• _Task set_:
a - Answer these questions from the article about the fired Los Angeles officer, one line each, marked (i), (ii), (iii):
(i) On what date did the department serve the administrative complaint?
(ii) In what month and year was the officer fired?
(iii) Which Penal Code section did the department claim the officer had violated?
b - Please duplicate the part of the article about the fired Los Angeles officer that opens with the words containing "The factual backdrop" and closes with "were more current.".
c - Decide whether each statement agrees with the article about the fired Los Angeles officer. Answer yes or no, and quote the deciding words.
(i) The city charter sets a two-year limitations period.
(ii) The court agreed that the officer's misconduct was criminal activity.
(iii) Most of the evidence for the computer allegations dated back to 1994.

=== Source text ===

Termination Rejected for L.A. Cop
A Los Angeles Police Officer was improperly fired for misusing his department computer, the Second
District Court of Appeal held, because the board of rights based its decision on misconduct that
occurred outside the two-year statute of Limitation period prescribed by the city charter. The board
erroneously determined that the office's actions were criminal in nature, and therefore subject to a
three year limitations period.
The factual backdrop in this case involved allegations that a Los Angeles police officer had
physically assaulted a woman he was dating. During an internal affairs investigation into those
charges, the department discovered that the officer had used his computer to search the records of
celebrities and his ex-girlfriend while on duty. Most of the evidence in support of these
allegations dated back to 1994, but other examples were more current.
On March 28, 2001, the department served a 52-count administrative complaint on the officer. The
majority of the accusations that concerned domestic violence charges were later withdrawn, but the
department added three counts targetting the officer's misuse of the department's computers.The gist
of these charges was that the officer had conducted searches using department computers and that he
had no legitimate work reason to do so.
Following a board of rights hearing, the department found the officer quilty of these three charges
and recommended termonation. The department accepted that recommendation and fired the officer in
October 2003. The officer unsuccesfully challanged the dismissal and then appealed.
The court first determined that the officer's misconduct was not criminal activity covered by the
three-year statute of limitations.
The court rejected the department's contention that the officer had violated Penal Code Section 502
C (7), which describes as a criminal offense unauthorized “access” to a computer system or network.

=== Information provided ===

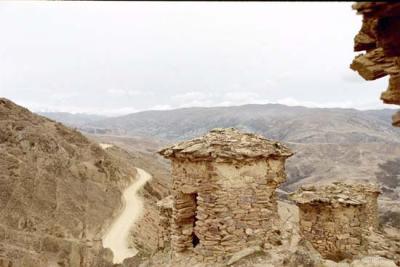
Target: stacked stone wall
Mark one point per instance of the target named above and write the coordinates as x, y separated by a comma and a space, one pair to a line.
335, 231
230, 205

===

• _Answers provided_:
a -
(i) March 28, 2001
(ii) October 2003
(iii) Section 502 C (7)

b -
The factual backdrop in this case involved allegations that a Los Angeles police officer had
physically assaulted a woman he was dating. During an internal affairs investigation into those
charges, the department discovered that the officer had used his computer to search the records of
celebrities and his ex-girlfriend while on duty. Most of the evidence in support of these
allegations dated back to 1994, but other examples were more current.

c -
(i) Yes: "the two-year statute of Limitation period prescribed by the city charter"
(ii) No: "The court first determined that the officer's misconduct was not criminal activity covered by the three-year statute of limitations."
(iii) Yes: "Most of the evidence in support of these allegations dated back to 1994"